> [GIVEN TASK] Produce a word-for-word copy of the listing below without its pictures.

> [GIVEN ENTRIES]
__________________________________________________

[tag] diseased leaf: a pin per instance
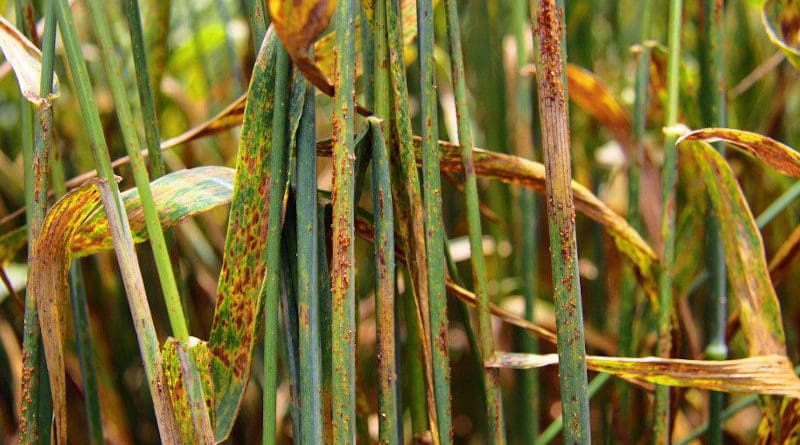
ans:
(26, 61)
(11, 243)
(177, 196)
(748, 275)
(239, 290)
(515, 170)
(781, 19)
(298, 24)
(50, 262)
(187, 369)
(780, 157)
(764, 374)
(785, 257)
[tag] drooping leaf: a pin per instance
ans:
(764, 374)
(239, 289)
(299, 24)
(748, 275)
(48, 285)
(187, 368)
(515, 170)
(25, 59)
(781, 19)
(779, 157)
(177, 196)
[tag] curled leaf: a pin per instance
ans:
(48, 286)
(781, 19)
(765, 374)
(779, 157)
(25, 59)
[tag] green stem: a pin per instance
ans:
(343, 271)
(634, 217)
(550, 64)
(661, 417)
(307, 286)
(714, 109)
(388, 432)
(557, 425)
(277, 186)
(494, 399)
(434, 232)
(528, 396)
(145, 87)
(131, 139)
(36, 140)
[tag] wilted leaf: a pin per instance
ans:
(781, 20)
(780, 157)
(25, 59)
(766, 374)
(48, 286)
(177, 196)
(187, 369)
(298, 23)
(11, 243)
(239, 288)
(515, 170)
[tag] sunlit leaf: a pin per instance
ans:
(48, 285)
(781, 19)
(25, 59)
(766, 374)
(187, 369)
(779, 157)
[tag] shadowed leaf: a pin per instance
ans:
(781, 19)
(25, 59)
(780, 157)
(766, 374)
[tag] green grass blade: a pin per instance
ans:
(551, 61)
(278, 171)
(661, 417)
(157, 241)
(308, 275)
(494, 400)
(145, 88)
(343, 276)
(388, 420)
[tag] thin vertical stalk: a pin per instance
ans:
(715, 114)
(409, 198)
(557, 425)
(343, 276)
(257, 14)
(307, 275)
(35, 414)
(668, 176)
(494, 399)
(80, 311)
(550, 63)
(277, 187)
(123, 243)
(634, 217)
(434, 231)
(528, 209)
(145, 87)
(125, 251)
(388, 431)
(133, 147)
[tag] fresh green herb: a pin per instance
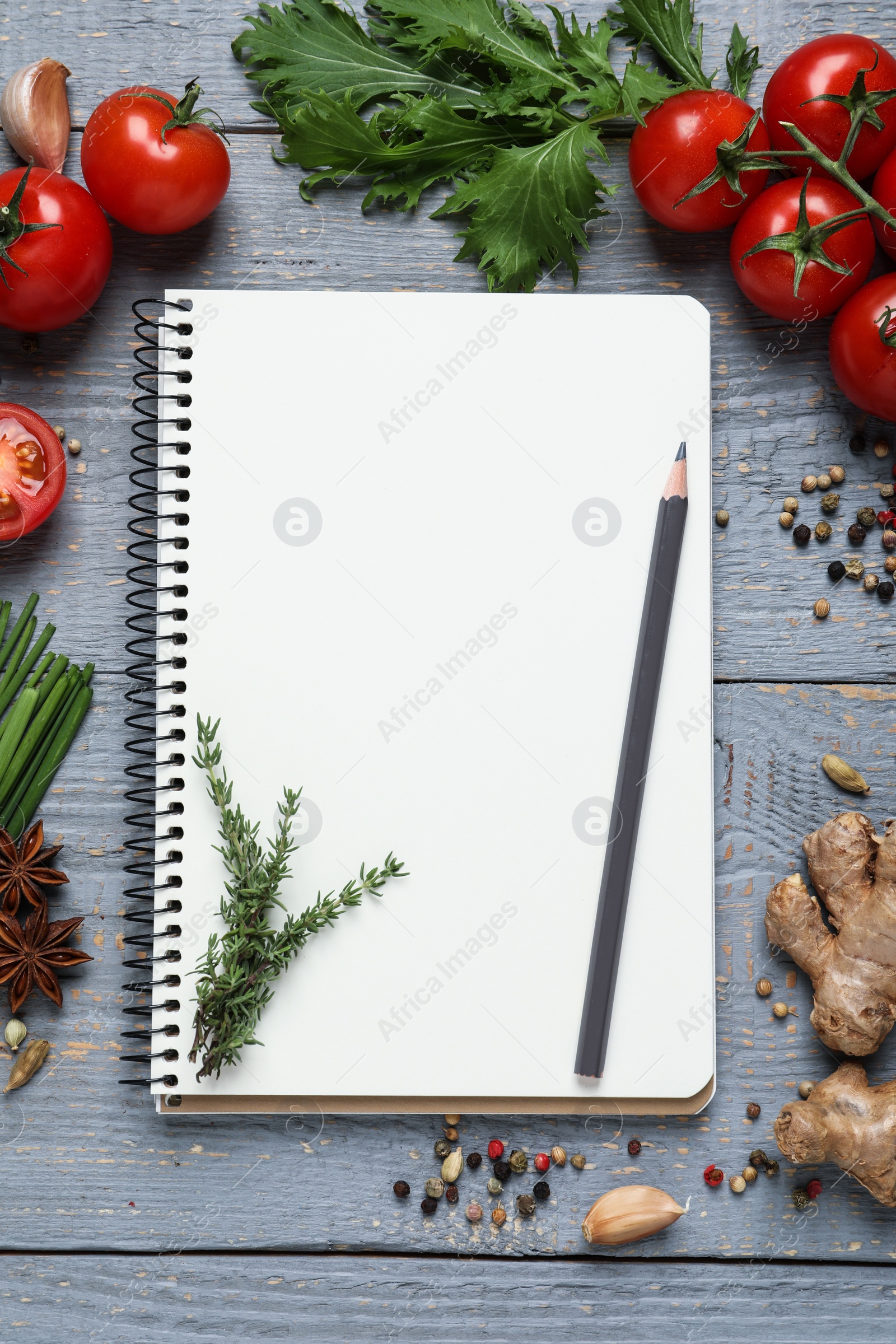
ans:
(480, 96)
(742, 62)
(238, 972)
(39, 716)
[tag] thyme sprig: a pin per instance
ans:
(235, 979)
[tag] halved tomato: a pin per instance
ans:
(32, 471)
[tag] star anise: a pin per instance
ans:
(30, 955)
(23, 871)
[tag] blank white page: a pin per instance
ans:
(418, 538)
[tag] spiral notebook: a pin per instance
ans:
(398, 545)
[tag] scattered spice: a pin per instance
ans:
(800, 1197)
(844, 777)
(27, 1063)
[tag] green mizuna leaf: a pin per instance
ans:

__________________________________________________

> [COMPLETE ANSWER]
[tag] diseased leaf: a pin per instance
ans:
(26, 61)
(11, 243)
(177, 196)
(748, 275)
(239, 290)
(515, 170)
(781, 19)
(298, 24)
(50, 262)
(187, 369)
(780, 157)
(764, 374)
(785, 257)
[tag] drooping leaf: a pin per instance
ans:
(764, 374)
(239, 289)
(299, 24)
(748, 275)
(48, 285)
(187, 368)
(515, 170)
(25, 59)
(781, 19)
(779, 157)
(177, 196)
[tag] curled leaf: a pin per instance
ans:
(48, 286)
(781, 19)
(765, 374)
(779, 157)
(25, 59)
[tag] green stem: a pin per instance
ans:
(343, 271)
(634, 217)
(550, 64)
(661, 417)
(307, 286)
(714, 109)
(388, 432)
(557, 425)
(277, 186)
(494, 399)
(434, 232)
(528, 396)
(145, 87)
(131, 139)
(36, 140)
[tag] wilted leaf: a pin per instance
ans:
(781, 20)
(780, 157)
(25, 59)
(766, 374)
(48, 286)
(177, 196)
(187, 369)
(298, 23)
(11, 243)
(239, 288)
(515, 170)
[tag] sunlit leaf: a pin per instance
ans:
(48, 285)
(781, 19)
(25, 59)
(766, 374)
(187, 369)
(779, 157)
[tag] shadowed leaf: a pin per instance
ans:
(781, 19)
(25, 59)
(780, 157)
(766, 374)
[tag] green grass blade: a pin per instance
ans:
(551, 61)
(278, 171)
(661, 417)
(157, 241)
(308, 275)
(494, 400)
(145, 88)
(343, 276)
(388, 420)
[tag] thin vertical stalk: a pin per instance
ans:
(715, 114)
(409, 198)
(557, 425)
(343, 276)
(257, 14)
(307, 275)
(35, 414)
(668, 176)
(494, 399)
(80, 311)
(550, 63)
(277, 187)
(123, 243)
(634, 217)
(434, 231)
(528, 209)
(145, 87)
(125, 251)
(388, 431)
(133, 147)
[tag] fresh green herb: a pin per instance
ans:
(480, 96)
(742, 62)
(238, 972)
(39, 716)
[tag] thyme sprig: a pin per instance
ans:
(235, 979)
[tag] halved tomato: a pin per instance
ans:
(32, 471)
[tag] star anise: a pin per instance
ans:
(30, 955)
(23, 871)
[tag] blank white page: a pin per instance
ans:
(418, 538)
[tag] spiral notebook: a pin per instance
ans:
(398, 545)
[tag] scattered spice: a pin per instance
ans:
(800, 1197)
(844, 777)
(27, 1063)
[tag] green mizuna leaf: a pin per instance
ans:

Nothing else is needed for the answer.